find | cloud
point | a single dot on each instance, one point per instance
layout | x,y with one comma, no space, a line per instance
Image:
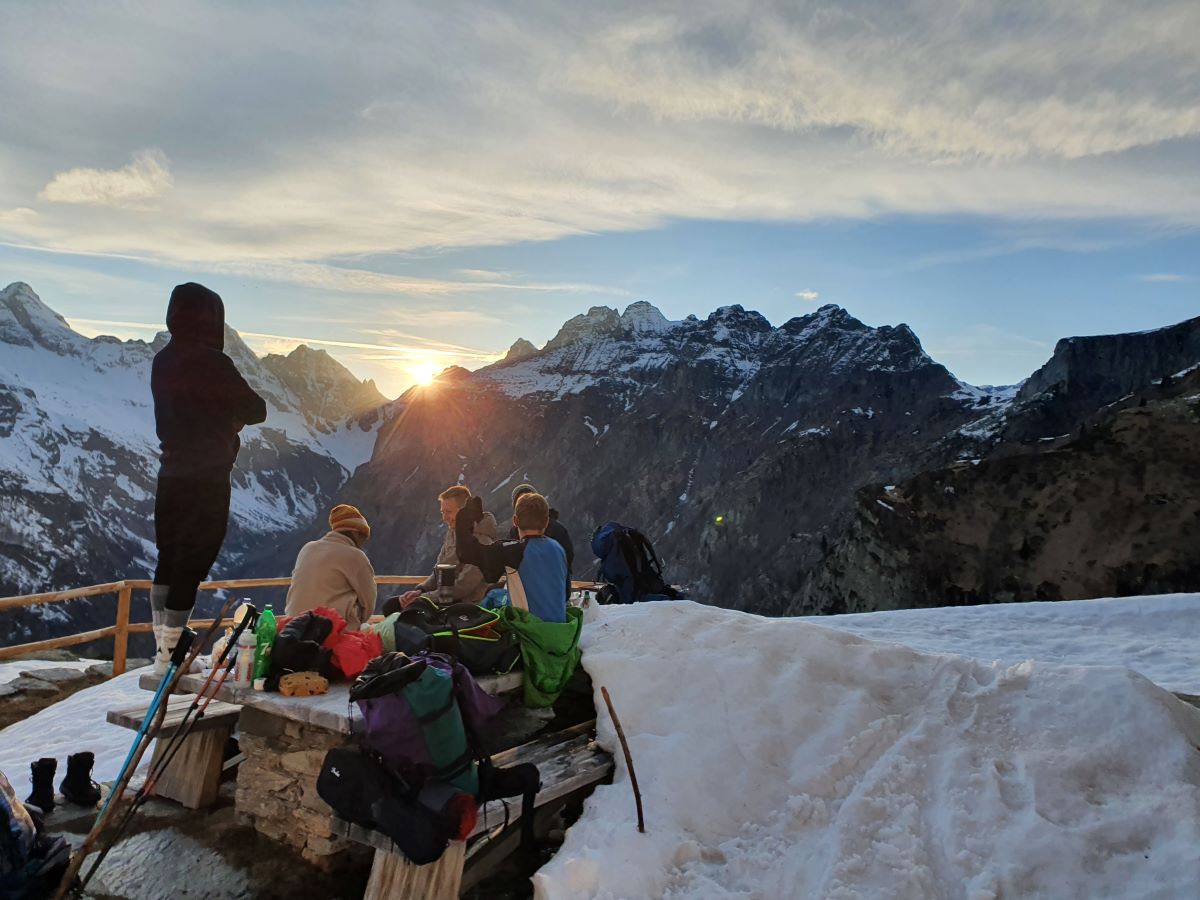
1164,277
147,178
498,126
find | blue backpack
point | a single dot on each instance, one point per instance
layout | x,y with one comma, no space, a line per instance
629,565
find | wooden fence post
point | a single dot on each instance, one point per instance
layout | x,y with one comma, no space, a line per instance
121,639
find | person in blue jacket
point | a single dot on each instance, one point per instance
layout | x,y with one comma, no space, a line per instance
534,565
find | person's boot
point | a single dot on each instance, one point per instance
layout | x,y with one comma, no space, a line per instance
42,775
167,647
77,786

* * *

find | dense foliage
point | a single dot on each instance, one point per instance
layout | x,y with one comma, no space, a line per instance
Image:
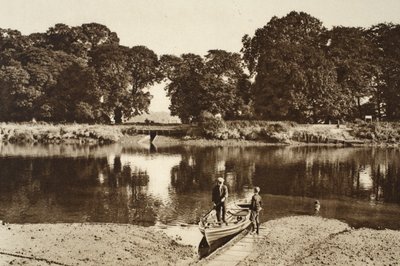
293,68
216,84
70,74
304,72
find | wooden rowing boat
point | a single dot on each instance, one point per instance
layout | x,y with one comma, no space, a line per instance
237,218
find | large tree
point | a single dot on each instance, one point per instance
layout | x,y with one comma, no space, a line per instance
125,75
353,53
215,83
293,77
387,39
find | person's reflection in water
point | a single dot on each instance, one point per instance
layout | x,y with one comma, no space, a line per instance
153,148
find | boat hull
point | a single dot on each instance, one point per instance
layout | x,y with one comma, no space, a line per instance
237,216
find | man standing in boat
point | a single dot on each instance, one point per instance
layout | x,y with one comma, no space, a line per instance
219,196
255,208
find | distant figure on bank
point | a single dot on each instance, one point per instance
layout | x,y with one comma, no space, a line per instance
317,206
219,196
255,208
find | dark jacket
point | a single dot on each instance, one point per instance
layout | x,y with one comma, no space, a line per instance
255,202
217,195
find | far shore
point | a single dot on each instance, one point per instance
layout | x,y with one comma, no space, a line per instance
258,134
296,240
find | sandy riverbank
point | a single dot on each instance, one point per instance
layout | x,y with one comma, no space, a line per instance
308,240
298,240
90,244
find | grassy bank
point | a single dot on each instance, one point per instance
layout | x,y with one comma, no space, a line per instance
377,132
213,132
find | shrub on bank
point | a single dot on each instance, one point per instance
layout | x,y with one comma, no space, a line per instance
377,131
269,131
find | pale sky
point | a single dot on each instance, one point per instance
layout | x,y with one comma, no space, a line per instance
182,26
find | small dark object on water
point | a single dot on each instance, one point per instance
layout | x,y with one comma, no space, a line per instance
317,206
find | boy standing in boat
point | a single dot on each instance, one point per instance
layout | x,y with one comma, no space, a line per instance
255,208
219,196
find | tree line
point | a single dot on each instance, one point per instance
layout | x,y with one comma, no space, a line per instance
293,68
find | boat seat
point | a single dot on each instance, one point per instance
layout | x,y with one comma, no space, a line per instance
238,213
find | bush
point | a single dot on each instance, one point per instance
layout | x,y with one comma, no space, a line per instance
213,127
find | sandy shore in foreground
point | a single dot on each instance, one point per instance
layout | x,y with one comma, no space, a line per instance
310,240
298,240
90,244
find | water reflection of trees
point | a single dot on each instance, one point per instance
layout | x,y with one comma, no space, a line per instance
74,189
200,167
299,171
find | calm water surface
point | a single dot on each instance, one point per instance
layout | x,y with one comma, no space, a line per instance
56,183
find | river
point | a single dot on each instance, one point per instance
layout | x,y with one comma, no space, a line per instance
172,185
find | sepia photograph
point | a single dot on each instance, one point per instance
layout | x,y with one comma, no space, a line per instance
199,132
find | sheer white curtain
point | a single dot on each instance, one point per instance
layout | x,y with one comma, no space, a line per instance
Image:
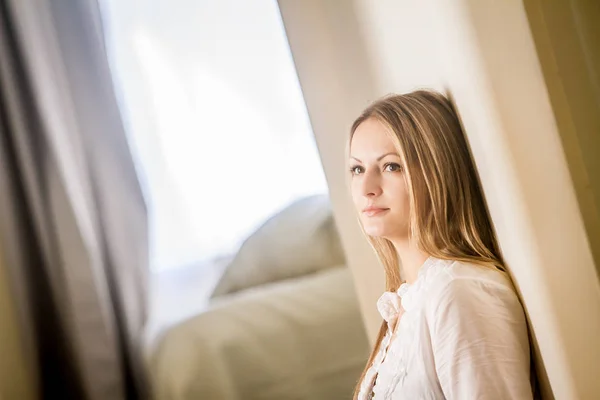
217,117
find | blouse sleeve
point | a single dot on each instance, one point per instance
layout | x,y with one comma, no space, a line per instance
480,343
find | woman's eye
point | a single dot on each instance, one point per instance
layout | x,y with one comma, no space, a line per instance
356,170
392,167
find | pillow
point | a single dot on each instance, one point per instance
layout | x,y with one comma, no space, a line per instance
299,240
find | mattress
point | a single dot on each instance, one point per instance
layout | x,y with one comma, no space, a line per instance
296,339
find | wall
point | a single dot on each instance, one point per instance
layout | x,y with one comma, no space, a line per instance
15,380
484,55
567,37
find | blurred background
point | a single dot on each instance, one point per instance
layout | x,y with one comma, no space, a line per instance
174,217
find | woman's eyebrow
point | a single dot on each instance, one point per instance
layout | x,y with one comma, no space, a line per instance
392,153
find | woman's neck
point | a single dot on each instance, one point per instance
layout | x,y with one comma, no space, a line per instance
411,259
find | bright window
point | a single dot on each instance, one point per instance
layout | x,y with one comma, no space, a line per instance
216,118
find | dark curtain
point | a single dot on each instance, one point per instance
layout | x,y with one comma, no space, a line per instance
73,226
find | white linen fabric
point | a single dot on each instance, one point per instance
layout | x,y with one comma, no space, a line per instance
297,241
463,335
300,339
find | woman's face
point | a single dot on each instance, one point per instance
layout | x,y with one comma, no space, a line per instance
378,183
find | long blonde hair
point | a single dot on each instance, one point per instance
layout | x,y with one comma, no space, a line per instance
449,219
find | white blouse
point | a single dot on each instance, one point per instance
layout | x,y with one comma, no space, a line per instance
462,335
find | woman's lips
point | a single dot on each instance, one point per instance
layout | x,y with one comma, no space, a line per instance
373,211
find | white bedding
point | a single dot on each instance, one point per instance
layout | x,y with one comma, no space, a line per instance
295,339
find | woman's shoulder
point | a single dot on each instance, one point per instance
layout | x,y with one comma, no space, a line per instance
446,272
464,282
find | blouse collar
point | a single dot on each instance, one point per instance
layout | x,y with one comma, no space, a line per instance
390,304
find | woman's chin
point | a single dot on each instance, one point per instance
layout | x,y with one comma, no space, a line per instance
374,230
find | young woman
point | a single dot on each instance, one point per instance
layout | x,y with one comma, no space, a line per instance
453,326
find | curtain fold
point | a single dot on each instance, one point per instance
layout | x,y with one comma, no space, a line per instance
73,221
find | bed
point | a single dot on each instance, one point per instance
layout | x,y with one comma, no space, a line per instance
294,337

**What to produce**
Report each line of the data above that contains the word "jacket", copying every such line in full.

**Completed task**
find | person in blue jacket
find | dark jacket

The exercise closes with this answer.